*Task objective:*
Among the entries that follow, find every line with the word "tree" and copy it.

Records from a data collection
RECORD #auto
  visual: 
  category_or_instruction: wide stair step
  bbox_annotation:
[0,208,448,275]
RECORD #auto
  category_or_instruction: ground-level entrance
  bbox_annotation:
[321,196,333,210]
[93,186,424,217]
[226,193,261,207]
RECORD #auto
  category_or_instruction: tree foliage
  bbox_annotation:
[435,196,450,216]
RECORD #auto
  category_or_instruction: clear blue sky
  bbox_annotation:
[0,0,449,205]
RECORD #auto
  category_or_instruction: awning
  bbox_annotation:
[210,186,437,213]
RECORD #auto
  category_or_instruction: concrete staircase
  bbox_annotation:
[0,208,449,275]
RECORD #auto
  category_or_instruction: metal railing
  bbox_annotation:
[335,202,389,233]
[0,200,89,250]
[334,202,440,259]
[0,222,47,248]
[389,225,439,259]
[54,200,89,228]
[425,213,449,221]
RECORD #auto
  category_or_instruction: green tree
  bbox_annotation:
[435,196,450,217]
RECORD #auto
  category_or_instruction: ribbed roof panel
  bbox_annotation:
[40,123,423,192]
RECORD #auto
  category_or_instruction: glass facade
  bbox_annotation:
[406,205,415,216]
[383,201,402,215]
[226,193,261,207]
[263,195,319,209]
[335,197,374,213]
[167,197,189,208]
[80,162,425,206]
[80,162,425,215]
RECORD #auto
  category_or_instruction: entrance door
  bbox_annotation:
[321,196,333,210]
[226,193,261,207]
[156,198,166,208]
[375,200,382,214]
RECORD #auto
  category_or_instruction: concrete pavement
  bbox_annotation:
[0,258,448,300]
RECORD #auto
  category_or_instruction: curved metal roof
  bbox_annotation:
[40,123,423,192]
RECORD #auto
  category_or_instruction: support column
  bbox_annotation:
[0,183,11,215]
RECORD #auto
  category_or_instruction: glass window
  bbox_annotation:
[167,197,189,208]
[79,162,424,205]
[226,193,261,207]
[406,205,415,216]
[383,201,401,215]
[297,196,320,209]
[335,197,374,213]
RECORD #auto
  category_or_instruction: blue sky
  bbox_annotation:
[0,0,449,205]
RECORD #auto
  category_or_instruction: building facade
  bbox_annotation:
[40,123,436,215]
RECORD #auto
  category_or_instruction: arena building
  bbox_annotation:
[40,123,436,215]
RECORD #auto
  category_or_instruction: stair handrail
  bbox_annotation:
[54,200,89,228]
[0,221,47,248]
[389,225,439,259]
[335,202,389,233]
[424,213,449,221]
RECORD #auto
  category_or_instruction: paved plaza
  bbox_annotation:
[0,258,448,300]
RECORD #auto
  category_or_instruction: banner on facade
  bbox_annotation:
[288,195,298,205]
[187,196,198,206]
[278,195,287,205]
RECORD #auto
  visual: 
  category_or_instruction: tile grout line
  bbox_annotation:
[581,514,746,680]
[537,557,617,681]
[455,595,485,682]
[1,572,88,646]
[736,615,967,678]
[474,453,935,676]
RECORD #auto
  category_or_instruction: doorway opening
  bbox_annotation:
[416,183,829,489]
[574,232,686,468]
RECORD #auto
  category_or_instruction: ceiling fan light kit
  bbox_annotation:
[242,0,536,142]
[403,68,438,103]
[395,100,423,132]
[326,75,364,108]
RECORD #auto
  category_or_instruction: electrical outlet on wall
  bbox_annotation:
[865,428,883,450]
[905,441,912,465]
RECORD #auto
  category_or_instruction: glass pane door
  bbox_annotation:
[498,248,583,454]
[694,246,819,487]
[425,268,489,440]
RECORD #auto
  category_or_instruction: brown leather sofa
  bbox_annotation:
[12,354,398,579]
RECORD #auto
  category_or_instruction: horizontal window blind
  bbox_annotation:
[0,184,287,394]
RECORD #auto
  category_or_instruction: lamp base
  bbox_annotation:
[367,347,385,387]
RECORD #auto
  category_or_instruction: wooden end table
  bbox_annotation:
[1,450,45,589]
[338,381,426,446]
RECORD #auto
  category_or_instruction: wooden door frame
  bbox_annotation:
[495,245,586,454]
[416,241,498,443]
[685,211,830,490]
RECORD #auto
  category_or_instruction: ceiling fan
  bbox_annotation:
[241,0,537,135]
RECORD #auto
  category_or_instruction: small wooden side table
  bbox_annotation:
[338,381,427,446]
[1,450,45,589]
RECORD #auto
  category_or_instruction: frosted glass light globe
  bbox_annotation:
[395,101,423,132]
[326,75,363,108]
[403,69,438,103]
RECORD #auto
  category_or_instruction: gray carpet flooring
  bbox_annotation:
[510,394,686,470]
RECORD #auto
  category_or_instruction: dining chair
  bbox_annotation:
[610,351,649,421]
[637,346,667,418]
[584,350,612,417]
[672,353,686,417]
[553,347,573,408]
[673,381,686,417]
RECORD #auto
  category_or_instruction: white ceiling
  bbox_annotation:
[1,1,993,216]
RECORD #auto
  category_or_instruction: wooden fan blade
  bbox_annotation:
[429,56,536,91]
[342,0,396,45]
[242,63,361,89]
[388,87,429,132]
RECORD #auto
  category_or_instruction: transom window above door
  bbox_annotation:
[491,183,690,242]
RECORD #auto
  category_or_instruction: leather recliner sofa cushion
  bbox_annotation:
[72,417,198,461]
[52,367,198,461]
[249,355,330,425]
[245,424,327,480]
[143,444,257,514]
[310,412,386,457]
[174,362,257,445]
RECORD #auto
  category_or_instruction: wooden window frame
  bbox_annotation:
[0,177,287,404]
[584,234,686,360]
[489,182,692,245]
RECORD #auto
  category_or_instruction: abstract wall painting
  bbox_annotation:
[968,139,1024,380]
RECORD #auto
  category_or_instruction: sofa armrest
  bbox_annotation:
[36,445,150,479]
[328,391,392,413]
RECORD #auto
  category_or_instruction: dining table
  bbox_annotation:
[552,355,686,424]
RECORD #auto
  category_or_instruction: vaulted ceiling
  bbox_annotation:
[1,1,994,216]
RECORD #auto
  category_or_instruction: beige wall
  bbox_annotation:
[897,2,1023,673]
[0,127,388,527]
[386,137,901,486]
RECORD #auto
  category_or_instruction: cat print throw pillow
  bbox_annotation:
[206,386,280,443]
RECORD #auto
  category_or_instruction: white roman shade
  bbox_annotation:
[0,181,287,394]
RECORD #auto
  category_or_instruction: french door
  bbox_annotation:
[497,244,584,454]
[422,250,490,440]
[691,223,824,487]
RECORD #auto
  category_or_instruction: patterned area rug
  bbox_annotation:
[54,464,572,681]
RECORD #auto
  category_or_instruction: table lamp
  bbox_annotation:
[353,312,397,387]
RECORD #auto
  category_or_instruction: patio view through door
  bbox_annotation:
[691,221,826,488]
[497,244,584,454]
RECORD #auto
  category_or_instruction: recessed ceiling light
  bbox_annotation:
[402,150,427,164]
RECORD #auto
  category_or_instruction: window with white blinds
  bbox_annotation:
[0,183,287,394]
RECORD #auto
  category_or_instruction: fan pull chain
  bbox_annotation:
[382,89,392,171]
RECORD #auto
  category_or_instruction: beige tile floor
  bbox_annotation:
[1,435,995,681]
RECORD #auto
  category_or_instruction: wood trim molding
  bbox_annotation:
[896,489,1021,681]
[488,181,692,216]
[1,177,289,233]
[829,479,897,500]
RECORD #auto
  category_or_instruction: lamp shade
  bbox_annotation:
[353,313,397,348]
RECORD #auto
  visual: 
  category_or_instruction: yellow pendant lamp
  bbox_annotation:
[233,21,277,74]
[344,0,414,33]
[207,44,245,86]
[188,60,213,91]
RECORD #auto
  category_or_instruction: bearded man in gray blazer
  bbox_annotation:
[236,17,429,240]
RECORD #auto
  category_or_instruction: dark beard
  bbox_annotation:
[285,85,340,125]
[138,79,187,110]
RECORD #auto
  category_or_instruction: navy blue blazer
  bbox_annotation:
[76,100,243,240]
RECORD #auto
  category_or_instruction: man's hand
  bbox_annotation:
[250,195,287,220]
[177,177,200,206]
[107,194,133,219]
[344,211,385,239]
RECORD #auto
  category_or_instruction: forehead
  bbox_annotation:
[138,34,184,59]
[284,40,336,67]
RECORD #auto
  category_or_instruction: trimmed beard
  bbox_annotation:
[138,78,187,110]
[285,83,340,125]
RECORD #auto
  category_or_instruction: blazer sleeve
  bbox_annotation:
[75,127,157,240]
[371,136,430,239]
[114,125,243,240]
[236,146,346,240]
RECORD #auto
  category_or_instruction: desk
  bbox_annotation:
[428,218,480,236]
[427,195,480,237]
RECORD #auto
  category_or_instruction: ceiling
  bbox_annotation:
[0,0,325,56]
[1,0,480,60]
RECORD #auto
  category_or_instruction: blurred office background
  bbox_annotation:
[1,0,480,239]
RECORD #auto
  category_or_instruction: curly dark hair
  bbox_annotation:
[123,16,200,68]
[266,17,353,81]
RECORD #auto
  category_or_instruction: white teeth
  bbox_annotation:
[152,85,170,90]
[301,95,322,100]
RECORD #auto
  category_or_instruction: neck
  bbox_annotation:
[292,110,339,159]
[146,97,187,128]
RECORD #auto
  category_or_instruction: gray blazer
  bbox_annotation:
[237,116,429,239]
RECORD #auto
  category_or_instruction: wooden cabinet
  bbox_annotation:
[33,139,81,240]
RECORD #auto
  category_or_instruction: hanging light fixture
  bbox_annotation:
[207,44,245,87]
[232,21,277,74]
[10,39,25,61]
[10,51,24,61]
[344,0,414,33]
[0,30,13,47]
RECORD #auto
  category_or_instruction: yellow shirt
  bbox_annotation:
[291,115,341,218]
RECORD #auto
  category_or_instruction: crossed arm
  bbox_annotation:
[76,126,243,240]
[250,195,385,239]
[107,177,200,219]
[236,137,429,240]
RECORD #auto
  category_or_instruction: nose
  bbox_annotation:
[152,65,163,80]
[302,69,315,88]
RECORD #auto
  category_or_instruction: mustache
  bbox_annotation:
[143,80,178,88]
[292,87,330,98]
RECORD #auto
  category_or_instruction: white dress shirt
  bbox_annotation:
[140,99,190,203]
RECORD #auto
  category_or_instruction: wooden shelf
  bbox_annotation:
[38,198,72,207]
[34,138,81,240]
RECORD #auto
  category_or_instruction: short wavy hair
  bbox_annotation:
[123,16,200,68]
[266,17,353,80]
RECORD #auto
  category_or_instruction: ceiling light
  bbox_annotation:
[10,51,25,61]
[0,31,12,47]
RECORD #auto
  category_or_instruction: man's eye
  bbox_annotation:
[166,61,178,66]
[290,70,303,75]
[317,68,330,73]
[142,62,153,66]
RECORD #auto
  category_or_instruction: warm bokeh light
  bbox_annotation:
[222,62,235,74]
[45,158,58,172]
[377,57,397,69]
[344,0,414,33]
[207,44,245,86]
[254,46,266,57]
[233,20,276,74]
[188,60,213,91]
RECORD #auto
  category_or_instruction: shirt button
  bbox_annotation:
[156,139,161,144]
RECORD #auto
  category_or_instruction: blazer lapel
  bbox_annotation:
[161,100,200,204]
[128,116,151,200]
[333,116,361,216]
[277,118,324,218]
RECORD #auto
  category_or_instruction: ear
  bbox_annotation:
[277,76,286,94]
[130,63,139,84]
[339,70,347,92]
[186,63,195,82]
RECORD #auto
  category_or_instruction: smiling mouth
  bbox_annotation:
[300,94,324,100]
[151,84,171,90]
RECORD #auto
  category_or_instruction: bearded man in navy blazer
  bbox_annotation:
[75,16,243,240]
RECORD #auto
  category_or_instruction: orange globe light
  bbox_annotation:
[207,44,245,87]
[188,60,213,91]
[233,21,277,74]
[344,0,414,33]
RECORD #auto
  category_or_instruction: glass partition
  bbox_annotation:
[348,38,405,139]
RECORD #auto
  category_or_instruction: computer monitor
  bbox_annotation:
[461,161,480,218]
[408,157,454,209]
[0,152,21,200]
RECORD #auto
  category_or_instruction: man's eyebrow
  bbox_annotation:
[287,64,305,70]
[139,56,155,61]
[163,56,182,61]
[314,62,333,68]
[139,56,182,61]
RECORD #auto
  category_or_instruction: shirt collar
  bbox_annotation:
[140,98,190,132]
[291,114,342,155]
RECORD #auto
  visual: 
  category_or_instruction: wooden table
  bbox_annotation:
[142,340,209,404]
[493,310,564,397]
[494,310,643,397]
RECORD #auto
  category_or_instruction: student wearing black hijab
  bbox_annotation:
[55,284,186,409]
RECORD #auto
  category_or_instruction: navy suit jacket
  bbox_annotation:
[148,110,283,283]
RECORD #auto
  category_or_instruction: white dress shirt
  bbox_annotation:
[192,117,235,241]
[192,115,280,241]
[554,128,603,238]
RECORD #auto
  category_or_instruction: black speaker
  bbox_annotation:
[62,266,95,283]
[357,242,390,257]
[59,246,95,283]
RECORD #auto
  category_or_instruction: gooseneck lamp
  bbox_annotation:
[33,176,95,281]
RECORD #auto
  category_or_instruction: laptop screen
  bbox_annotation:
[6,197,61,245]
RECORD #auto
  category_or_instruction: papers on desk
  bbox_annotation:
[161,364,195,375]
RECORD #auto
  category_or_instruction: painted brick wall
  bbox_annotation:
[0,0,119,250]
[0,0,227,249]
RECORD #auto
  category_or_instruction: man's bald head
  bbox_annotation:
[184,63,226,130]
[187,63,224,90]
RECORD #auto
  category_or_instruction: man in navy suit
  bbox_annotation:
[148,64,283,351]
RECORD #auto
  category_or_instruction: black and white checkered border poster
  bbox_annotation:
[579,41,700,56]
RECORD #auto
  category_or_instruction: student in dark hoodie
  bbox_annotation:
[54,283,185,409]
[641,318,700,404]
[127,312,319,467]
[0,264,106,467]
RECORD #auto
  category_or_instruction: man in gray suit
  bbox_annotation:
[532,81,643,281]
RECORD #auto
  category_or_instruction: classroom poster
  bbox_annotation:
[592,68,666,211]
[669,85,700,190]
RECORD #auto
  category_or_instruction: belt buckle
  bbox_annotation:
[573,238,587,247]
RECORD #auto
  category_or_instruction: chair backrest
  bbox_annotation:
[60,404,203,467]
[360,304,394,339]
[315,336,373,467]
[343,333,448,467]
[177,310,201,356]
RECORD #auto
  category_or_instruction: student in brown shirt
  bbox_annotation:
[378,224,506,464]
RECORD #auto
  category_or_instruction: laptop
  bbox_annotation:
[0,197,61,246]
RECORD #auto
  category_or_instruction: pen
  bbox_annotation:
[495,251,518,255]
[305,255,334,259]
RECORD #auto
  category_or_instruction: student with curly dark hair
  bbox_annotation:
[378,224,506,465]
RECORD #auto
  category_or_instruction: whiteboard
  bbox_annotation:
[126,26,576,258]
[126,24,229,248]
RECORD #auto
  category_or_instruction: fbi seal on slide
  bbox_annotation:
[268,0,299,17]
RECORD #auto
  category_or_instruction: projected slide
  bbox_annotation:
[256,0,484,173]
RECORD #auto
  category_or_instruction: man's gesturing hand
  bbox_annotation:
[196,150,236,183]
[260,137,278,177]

*Response to the exercise:*
  category_or_instruction: tree foliage
  category_or_instruction: green tree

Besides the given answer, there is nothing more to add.